-- Start of TASK INPUTS --
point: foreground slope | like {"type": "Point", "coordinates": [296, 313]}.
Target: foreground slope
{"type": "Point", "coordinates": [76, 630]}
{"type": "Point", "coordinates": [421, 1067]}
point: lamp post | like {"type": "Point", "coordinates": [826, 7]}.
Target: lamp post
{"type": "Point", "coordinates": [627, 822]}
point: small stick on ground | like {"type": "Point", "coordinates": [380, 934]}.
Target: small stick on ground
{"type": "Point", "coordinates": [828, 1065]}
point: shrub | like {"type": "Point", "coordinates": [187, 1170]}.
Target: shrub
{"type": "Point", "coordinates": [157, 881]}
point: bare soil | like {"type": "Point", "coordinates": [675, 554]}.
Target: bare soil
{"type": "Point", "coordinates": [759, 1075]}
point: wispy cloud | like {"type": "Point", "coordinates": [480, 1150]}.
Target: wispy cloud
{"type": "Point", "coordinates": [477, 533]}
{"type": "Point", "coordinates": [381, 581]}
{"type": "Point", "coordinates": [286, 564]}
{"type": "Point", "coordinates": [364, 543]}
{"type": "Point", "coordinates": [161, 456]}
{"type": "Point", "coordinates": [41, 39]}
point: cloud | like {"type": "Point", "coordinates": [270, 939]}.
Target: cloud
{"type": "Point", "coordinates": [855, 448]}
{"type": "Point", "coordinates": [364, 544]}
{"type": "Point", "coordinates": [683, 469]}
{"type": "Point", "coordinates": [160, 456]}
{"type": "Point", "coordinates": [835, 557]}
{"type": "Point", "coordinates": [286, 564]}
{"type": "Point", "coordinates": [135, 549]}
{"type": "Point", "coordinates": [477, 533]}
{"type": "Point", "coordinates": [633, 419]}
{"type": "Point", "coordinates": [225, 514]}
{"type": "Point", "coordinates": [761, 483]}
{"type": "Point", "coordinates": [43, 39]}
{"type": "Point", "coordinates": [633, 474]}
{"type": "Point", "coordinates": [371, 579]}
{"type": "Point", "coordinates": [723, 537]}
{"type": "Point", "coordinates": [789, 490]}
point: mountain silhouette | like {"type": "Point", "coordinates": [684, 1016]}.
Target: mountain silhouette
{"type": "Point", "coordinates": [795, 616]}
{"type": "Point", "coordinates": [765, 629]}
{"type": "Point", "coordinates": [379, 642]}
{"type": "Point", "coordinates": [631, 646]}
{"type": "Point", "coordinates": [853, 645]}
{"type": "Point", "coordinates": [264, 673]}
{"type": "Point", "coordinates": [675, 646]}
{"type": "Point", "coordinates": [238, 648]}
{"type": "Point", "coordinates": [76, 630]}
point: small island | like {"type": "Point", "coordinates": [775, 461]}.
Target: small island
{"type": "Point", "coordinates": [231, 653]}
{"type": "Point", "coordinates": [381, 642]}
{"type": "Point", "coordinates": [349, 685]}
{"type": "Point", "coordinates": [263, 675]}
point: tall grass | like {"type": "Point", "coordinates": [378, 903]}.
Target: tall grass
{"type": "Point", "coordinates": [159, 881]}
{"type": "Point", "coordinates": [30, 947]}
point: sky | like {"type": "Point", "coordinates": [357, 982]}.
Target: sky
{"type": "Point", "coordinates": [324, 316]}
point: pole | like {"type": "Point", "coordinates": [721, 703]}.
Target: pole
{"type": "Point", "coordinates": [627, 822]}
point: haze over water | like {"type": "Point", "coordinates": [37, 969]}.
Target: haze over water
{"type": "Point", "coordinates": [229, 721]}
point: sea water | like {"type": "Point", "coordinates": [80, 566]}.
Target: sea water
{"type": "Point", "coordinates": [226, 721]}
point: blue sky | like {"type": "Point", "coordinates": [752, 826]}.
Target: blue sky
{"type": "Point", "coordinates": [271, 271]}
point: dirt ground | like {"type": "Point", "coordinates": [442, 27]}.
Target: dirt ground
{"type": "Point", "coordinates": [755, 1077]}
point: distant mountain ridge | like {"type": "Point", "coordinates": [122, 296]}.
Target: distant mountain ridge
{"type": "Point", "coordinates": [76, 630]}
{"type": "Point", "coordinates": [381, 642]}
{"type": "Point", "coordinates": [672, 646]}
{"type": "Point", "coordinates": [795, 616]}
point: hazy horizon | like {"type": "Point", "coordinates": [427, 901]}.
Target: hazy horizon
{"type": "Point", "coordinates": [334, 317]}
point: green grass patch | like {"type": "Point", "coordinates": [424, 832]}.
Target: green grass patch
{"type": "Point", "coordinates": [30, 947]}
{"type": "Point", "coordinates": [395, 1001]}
-- End of TASK INPUTS --
*TASK GOAL*
Please rewrite the part that opens with the line containing "point: green grass" and runs through the end of the rows, swapping "green grass patch" for "lawn strip" and keeping everything else unchanged.

*WRITTEN ANSWER*
point: lawn strip | like {"type": "Point", "coordinates": [424, 832]}.
Target: lawn strip
{"type": "Point", "coordinates": [30, 947]}
{"type": "Point", "coordinates": [395, 1001]}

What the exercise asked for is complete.